◆ Kutipan Dokumen:
***

Agenda keagamaan yang mereka lakukan lebih berorientasi pada agitasi politik daripada pengajian itu sendiri. Ustadz-ustadz yang berafiliasi kepada mereka lebih banyak menyuarakan hate speech daripada nas-nas keagamaan yang adem di acara pengajian mereka.
Lalu untuk apa melakukan perayaan Reuni Akbar 212? Bukankah itu membutuhkan mobilisasi sumber daya yang besar?
Sebagai sebuah gerakan, Reuni Akbar 212 ini mudah dibaca. Gerakan mereka pasca 2017 berbeda dengan gerakan awal mereka. Gerakan awal pra 2017 itu kompleks dan tidak mudah menebak arahnya. Justru pasca 2017, setelah sukses dengan Pemilu Gubernur DKI Jakarta 2017, menjadi mudah. Muaranya adalah gerakan untuk mendukung kekuasaan politik. Karena arahnya untuk mendukung kekuasaan politik, maka dukungan pada mereka jauh lebih menurun.

***

◆ Ketentuan Tugas:
**1.** Jawablah pertanyaan berikut berdasarkan kutipan tentang Reuni Akbar 212.
(a) Menurut kutipan, agenda keagamaan mereka lebih berorientasi pada apa?
(b) Ustadz-ustadz yang berafiliasi kepada mereka lebih banyak menyuarakan apa di acara pengajian?
(c) Setelah sukses dengan apa gerakan itu menjadi mudah dibaca?
**2.** Tuliskan lanjutan kutipan tentang Reuni Akbar 212, dimulai setelah kalimat terakhirnya.

◆ Bahan Belajar:
***

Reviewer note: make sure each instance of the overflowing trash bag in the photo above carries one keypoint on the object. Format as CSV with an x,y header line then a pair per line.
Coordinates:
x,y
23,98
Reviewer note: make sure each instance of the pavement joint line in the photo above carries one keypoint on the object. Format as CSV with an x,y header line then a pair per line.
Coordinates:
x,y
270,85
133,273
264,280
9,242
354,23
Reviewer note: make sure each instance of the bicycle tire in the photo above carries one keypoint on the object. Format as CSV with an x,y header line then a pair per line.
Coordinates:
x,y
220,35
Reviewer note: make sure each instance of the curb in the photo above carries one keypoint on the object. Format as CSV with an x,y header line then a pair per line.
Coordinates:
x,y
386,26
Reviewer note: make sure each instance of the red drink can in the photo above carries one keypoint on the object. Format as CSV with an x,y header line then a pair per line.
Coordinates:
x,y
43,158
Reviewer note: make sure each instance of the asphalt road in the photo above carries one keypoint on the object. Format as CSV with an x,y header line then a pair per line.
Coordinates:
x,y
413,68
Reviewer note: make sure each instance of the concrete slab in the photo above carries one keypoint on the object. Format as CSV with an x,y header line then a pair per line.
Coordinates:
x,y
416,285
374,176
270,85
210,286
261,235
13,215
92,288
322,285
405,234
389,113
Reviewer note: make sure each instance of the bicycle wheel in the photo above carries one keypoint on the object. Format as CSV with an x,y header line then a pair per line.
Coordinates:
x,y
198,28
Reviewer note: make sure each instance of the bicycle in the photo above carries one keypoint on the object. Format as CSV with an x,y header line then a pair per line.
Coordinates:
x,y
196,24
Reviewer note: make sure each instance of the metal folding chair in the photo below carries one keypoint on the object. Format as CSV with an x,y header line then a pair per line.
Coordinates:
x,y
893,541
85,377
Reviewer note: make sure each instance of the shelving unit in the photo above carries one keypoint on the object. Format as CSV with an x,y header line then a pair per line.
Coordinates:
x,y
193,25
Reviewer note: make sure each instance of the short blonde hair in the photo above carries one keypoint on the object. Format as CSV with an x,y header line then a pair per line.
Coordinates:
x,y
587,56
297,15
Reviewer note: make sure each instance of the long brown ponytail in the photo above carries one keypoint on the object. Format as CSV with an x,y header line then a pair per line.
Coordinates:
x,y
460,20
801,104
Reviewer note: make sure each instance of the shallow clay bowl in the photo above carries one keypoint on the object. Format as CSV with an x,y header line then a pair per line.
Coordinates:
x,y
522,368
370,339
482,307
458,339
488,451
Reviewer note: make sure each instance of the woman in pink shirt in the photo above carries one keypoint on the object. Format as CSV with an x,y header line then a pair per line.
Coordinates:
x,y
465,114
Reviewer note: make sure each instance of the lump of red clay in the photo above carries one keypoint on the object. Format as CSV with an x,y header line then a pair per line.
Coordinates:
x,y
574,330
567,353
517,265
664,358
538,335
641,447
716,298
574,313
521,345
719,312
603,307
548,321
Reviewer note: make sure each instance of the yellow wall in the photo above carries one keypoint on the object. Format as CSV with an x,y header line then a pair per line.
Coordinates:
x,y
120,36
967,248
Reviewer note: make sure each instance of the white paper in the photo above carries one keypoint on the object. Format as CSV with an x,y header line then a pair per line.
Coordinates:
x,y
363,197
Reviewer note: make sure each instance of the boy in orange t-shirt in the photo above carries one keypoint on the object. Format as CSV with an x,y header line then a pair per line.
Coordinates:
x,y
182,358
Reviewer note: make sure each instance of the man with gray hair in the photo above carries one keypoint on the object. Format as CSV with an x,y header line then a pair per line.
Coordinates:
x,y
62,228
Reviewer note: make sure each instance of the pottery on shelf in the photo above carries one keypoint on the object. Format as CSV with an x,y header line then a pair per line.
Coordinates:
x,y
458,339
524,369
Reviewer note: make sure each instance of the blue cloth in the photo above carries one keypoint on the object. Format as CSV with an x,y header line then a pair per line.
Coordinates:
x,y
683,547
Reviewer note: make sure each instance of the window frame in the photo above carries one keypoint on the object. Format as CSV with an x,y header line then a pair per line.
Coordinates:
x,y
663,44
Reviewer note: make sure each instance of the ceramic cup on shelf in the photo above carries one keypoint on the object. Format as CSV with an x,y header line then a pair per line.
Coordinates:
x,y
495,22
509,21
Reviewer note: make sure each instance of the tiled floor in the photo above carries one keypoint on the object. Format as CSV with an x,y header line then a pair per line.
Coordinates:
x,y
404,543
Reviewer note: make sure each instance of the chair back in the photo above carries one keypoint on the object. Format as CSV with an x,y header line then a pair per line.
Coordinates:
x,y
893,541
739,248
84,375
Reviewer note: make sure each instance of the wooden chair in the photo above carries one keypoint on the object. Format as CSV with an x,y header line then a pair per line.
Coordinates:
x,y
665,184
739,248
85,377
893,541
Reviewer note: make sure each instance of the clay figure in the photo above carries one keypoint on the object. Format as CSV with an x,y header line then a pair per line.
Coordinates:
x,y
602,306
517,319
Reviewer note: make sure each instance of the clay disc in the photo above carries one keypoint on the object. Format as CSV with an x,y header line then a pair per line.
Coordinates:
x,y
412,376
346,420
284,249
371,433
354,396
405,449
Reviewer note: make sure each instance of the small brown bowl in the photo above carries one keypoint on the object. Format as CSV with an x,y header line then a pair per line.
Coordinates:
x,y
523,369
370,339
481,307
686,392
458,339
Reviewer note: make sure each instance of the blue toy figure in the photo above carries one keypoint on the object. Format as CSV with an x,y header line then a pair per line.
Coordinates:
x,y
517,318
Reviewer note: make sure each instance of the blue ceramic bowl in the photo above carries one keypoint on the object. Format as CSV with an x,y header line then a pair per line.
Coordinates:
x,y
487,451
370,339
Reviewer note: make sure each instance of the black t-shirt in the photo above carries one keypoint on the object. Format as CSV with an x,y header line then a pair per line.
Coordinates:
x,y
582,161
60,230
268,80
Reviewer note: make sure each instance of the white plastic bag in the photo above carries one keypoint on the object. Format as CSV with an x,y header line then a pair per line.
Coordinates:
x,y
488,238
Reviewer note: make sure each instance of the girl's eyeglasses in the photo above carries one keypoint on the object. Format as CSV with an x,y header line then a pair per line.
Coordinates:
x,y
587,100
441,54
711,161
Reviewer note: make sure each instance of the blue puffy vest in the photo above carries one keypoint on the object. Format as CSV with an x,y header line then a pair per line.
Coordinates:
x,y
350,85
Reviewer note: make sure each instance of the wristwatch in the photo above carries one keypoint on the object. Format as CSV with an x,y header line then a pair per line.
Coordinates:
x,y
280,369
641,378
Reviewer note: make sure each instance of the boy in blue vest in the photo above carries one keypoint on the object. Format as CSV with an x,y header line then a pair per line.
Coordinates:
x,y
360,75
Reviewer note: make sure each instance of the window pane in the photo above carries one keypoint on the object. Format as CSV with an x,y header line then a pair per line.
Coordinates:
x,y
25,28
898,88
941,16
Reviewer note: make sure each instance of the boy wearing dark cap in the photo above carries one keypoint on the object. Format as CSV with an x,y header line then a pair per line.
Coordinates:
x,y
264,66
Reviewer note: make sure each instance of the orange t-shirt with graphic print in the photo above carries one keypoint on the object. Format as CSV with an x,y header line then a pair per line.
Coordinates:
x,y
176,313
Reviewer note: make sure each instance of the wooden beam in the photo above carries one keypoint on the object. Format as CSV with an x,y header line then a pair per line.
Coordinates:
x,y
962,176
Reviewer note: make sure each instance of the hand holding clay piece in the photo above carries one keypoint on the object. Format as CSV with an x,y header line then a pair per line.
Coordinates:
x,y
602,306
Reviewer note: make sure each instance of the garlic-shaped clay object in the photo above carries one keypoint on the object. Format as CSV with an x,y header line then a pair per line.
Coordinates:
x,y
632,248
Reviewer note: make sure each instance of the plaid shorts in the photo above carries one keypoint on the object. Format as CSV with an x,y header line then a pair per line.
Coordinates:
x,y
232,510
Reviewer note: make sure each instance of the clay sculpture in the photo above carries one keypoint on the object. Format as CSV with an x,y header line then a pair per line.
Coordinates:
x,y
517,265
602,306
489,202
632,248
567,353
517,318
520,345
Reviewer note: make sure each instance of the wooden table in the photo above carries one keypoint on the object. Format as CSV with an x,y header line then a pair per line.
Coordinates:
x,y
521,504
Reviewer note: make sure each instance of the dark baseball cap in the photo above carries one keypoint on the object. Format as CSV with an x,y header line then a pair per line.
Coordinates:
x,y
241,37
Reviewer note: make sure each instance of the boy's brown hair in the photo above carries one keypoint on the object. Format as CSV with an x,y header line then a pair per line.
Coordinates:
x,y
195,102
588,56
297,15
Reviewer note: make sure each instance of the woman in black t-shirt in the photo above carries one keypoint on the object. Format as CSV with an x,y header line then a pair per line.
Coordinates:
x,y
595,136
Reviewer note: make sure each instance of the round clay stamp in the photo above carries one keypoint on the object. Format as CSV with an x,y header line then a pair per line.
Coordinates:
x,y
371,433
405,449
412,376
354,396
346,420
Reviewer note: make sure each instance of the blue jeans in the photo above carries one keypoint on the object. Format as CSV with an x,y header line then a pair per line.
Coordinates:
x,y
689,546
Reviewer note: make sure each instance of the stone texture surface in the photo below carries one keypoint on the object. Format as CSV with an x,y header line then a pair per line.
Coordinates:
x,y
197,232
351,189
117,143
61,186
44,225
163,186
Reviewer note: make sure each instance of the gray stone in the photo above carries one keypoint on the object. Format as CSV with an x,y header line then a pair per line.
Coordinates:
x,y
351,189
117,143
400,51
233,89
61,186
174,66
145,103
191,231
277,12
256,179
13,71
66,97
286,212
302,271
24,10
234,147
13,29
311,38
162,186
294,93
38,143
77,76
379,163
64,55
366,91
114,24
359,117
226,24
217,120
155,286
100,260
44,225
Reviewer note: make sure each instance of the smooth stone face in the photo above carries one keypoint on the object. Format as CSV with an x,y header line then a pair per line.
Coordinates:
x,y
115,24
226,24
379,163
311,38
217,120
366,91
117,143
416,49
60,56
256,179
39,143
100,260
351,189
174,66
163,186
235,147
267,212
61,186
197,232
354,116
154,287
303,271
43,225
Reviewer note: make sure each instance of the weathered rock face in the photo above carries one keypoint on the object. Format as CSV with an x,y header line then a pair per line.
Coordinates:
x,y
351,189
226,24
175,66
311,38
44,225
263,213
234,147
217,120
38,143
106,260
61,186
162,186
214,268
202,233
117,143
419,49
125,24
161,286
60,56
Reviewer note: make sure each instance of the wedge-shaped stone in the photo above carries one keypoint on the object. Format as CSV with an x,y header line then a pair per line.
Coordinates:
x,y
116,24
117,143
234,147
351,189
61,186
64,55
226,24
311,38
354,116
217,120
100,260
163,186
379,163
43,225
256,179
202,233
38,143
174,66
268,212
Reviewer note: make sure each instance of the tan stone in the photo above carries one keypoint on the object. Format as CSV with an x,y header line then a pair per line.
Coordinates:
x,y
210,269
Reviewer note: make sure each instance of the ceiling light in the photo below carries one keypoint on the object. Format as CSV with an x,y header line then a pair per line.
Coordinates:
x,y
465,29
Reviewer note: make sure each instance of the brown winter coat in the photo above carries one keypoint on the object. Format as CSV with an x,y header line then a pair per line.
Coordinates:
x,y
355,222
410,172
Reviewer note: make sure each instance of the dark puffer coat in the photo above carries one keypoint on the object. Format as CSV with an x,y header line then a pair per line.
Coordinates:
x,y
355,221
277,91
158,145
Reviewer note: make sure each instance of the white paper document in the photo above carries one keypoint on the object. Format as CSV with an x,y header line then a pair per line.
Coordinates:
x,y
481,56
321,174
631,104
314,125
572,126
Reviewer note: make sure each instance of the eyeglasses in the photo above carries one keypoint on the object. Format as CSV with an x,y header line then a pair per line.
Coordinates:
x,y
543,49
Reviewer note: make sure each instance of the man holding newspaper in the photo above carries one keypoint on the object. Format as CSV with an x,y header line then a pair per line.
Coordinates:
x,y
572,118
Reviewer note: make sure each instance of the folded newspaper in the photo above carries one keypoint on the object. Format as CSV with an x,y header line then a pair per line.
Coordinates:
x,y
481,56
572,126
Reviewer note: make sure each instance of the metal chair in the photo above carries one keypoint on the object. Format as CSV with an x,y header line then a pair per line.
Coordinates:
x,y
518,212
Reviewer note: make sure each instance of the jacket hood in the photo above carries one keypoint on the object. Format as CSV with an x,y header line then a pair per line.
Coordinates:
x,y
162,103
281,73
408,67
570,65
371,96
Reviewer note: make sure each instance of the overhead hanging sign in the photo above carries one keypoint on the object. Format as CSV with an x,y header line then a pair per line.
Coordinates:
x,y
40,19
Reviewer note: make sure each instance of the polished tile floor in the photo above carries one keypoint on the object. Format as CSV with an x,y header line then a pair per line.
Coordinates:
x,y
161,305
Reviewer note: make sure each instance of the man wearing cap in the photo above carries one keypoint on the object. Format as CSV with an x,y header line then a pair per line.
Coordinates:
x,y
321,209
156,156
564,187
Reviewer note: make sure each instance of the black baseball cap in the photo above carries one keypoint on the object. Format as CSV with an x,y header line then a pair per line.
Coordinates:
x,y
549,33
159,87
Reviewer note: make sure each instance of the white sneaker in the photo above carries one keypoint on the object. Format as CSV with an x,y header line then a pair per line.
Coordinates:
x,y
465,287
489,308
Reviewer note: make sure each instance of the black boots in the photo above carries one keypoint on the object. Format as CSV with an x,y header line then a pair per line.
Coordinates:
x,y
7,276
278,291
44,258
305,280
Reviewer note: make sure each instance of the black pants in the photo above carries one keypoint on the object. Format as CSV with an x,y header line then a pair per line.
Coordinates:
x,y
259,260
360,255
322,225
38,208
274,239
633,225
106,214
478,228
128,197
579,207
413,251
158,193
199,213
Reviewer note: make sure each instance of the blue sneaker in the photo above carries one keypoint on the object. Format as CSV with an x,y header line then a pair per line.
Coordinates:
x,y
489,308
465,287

***

◆ Hasil Tugas:
**1.**
(a) Pada agitasi politik daripada pengajian itu sendiri.
(b) Hate speech daripada nas-nas keagamaan yang adem.
(c) Pemilu Gubernur DKI Jakarta 2017.

**2.**
Jika gerakan 212 dulu, isu yang dikembangkannya lebih luas seperti soal ketidakadilan ekonomi dan lain sebagainya, maka pantas apabila banyak kalangan yang bersimpati dan bahkan ikut mendukungnya. Isu mereka mampu menggerakkan orang untuk merasa memiliki nasib yang sama dengan mereka.
Namun, setelah tahap sukses mereka pada Pemilu Gubernur DKI 2017 berakhir, ketertarikan banyak kalangan mulai memudar. Apalagi di kalangan mereka sendiri terjadi saling berbeda arah dan bahkan perpecahan atas pemaknaan perjuangan mereka. Belum lagi, figur-figur politik mereka sudah mulai banyak yang bergeser menuju Jokowi.
Reuni Akbar 212 yang akan terjadi di Bogor ini nampaknya akan menampilkan wajah-wajah tidak sama dengan wajah-wajah dulu. Sebagian masih ada tokoh-tokoh lama, namun tidak ada tokoh sekuat Habib Rizieq. Bahkan politisi yang akan bergabung pada gerakan ini juga akan tidak seperti dulu. Sekarang mereka semua sibuk dengan persiapan partai-partai mereka menghadapi Pemilu 2024.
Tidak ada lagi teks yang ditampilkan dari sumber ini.